| Supplied text |
......

Re: [whatwg] Video with MIME type application/octet-stream

2010-09-07 Thread David Singer

And like I said before, please be careful of assuming our intent and desires 
from the way things currently work.  We are thinking, listening, and 
implementing (and fixing bugs, and re-inspecting older behavior in lower-level 
code), so there is some...flexibility...I think.

On Sep 7, 2010, at 9:12 , Maciej Stachowiak wrote:

 
 On Sep 7, 2010, at 3:52 AM, Philip Jägenstedt wrote:
 
 On Tue, 07 Sep 2010 11:51:55 +0200, And Clover and...@doxdesk.com wrote:
 
 On 09/07/2010 03:56 AM, Boris Zbarsky wrote:
 
 P.S. Sniffing is harder that you seem to think. It really is...
 
 Quite. It surprises and saddens me that anyone wants to argue for *more* 
 sniffing, and even enshrining it in a web standard.
 
 IE9, Safari and Chrome ignore Content-Type in a video context and rely on 
 sniffing. If you want Content-Type to be respected, convince the developers 
 of those 3 browsers to change. If not, it's quite inevitable that Opera and 
 Firefox will eventually have to follow.
 
 At least in the case of Safari, we initially added sniffing for the benefit 
 of video types likely to be played with the QuickTime plugin - mainly .mov 
 and various flavors of MPEG. It is common for these to be served with an 
 incorrect MIME type. And we did not want to impose a high transition cost on 
 content already being served via the QuickTime plugin. The QuickTime plugin 
 may be a slightly less relevant consideration now than when we first thought 
 about this, but at this point it is possible content has been migrated to 
 video while still carrying broken MIME types.
 
 Ogg and WebM are probably not yet poisoned by a mass of unlabeled data. It 
 might be possible to treat those types more strictly - i.e. only play Ogg or 
 WebM when labeled as such, and not ever sniff content with those MIME types 
 as anything else.
 
 In Safari's case this would have limited impact since a non-default codec 
 plugin would need to be installed to play either Ogg or WebM. I'm also not 
 sure it's sensible to have varying levels of strictness for different types. 
 But it's an option, if we want to go there.
 
 Regards,
 Maciej
 

David Singer
Multimedia and Software Standards, Apple Inc.

Re: [whatwg] Video with MIME type application/octet-stream

2010-09-07 Thread Adam Barth

On Tue, Sep 7, 2010 at 3:01 AM, Julian Reschke julian.resc...@gmx.de wrote:
 On 07.09.2010 11:51, And Clover wrote:
 On 09/07/2010 03:56 AM, Boris Zbarsky wrote:
 P.S. Sniffing is harder that you seem to think. It really is...

 Quite. It surprises and saddens me that anyone wants to argue for *more*
 sniffing, and even enshrining it in a web standard.

 +1

-1

It sadden me when standards bodies ignore reality and leave
implementors to invent their own non-iteroperable algorithms for
security-critical behavior.

......

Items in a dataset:
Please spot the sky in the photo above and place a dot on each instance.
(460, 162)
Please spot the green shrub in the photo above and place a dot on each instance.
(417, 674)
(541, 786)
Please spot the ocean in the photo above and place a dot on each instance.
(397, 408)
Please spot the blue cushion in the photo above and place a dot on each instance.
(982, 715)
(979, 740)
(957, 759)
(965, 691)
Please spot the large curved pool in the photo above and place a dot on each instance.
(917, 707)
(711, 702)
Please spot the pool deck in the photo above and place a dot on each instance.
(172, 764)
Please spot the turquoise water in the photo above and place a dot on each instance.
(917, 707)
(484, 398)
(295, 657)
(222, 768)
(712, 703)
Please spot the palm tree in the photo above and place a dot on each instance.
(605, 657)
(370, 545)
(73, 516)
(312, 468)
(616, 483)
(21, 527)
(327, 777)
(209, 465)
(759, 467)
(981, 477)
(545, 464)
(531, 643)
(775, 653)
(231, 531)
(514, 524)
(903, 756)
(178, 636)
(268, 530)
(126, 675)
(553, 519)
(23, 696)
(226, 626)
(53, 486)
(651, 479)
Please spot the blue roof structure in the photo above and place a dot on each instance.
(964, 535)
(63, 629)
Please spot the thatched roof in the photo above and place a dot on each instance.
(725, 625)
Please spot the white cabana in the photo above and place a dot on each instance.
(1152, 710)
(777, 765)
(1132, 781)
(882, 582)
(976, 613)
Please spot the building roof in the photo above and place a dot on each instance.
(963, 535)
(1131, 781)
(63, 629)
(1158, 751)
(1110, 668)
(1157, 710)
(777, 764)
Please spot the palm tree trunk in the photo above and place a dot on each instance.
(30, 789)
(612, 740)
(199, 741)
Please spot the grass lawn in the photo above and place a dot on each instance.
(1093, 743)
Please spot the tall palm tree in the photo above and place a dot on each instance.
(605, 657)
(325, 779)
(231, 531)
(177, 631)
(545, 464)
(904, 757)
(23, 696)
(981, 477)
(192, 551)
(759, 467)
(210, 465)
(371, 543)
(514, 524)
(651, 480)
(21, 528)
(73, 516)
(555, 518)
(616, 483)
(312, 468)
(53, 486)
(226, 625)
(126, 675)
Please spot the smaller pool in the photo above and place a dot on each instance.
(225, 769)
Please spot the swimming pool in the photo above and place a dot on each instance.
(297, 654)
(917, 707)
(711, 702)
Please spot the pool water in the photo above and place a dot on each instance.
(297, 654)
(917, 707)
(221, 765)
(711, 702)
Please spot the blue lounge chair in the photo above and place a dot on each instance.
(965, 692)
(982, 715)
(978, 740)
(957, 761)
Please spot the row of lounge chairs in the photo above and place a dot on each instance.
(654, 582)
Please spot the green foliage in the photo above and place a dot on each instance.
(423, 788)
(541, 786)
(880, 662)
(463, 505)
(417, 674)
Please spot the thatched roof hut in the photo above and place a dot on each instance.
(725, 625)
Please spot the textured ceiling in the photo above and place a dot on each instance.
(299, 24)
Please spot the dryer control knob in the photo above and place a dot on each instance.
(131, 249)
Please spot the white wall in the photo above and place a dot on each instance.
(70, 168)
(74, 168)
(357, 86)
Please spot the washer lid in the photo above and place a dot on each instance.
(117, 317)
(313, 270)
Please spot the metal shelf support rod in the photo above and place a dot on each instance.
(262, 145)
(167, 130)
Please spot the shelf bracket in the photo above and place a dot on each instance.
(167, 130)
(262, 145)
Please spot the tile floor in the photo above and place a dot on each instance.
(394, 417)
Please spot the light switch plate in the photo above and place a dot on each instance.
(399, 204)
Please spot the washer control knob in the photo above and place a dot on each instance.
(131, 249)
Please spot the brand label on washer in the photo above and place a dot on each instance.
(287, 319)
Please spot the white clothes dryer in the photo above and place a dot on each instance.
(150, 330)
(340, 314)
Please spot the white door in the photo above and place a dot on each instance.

......

| Job 1 |
According to the thread, which three browsers ignore Content-Type in a video context and rely on sniffing?
| Job 2 |
Rewrite the paragraph of the thread that begins "At least in the case of Safari" as a shorter version that keeps its main facts.
The items aren't needed for anything here.

| Complete answer 1 |
IE9, Safari and Chrome.

| Complete answer 2 |
Safari first added sniffing for video types likely to be played with the QuickTime plugin, mainly .mov and various kinds of MPEG. These are often served with an incorrect MIME type, and Safari's developers did not want to impose a high transition cost on content already served through that plugin. The plugin may matter a little less now, but some content may already have moved to video while still carrying broken MIME types.